Natural-language object grounding data
+ + +

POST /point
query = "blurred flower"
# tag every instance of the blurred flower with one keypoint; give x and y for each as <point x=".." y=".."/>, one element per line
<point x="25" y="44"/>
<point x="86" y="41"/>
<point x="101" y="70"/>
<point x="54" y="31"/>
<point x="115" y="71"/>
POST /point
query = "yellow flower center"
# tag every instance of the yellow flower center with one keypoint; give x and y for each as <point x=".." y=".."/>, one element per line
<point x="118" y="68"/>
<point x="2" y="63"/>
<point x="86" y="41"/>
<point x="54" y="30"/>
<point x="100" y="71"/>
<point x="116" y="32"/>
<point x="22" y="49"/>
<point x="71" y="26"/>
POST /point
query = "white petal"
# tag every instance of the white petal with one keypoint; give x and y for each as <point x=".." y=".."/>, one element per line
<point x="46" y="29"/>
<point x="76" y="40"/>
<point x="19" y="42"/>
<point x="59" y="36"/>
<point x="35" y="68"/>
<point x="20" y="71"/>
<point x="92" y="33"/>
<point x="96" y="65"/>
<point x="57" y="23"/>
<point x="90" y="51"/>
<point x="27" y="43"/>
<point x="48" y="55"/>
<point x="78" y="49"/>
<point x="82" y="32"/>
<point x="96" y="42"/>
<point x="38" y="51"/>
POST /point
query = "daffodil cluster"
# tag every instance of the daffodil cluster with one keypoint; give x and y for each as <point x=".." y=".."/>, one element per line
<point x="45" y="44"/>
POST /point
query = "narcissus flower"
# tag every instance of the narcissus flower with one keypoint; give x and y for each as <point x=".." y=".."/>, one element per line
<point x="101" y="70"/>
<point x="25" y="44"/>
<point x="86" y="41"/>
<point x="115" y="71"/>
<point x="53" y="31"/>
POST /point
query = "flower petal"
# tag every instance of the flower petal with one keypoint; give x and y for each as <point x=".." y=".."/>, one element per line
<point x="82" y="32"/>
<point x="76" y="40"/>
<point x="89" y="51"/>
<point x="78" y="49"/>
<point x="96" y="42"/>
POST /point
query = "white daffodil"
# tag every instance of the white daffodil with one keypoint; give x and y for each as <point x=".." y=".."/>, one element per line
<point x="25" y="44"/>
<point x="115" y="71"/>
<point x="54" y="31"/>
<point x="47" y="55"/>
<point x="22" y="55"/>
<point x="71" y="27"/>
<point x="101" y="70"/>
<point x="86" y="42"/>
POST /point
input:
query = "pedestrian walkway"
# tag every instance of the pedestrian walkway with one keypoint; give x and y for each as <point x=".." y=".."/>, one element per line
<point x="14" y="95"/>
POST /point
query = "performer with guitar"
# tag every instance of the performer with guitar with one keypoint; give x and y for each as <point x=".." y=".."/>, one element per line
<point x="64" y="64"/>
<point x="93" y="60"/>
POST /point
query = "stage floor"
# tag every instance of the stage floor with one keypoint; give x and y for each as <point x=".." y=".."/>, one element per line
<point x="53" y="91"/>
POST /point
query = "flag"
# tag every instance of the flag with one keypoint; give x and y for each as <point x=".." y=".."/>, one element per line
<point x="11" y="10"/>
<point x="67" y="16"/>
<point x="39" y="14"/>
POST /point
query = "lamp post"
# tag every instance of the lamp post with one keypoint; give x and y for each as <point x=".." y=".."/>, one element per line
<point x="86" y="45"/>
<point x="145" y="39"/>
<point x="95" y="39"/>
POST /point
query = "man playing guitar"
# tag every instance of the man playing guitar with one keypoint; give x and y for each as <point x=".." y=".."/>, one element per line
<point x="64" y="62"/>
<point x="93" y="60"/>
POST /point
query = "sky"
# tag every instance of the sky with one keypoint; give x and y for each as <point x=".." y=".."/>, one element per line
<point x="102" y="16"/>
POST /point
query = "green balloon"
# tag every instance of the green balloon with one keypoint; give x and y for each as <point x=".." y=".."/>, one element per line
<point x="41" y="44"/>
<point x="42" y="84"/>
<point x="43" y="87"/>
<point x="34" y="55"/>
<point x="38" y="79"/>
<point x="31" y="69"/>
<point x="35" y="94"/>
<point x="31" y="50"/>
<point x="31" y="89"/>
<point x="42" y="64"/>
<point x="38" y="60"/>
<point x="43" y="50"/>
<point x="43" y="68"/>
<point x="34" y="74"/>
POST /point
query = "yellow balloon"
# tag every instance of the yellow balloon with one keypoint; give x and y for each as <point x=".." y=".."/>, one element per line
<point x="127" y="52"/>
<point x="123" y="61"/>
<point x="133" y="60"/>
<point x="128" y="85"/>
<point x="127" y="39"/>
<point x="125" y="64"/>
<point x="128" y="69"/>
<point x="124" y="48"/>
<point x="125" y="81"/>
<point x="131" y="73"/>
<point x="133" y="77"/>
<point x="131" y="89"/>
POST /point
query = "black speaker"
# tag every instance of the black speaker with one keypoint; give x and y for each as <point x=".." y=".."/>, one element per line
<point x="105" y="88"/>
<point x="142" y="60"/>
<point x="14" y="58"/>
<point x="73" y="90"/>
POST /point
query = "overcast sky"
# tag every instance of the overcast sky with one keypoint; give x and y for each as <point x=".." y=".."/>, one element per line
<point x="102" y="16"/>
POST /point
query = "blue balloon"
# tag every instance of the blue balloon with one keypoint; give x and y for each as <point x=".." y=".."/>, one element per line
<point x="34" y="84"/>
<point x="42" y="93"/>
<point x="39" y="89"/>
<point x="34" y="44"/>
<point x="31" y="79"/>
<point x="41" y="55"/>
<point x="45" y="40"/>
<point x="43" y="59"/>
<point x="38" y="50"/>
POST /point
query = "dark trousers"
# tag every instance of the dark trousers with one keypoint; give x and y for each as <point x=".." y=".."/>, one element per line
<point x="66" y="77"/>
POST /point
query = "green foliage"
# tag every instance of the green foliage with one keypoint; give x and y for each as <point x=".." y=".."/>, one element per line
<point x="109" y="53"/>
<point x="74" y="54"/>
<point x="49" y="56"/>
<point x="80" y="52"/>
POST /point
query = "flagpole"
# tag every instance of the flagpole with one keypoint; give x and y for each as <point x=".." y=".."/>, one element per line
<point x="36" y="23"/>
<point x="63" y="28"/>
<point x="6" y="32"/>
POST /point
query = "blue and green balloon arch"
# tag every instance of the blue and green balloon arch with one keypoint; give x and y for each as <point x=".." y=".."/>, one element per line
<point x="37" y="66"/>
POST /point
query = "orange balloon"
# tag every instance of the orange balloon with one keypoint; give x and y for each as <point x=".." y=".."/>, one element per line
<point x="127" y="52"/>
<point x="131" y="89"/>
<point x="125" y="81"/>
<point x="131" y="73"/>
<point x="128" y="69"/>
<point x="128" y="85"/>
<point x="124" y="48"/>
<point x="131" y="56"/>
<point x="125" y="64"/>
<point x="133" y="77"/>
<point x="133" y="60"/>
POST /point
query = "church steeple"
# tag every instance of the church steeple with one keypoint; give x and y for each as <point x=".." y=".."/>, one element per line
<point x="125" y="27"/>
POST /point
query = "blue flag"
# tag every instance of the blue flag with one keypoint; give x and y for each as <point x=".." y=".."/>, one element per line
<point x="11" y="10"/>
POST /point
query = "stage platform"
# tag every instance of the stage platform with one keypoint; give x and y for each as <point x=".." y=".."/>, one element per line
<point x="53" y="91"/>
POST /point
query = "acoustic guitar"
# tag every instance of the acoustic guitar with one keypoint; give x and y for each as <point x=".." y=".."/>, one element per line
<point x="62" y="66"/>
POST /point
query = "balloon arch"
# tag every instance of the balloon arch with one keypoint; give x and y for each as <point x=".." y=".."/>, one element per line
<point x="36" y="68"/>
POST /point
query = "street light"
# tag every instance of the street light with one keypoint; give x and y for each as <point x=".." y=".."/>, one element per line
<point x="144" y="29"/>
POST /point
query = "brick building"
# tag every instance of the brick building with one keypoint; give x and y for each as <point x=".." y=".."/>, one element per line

+ + +

» **Work required**
For the entries above, state how many lines contain the word "brick". Provide the number by itself.

» **Worked solution**
2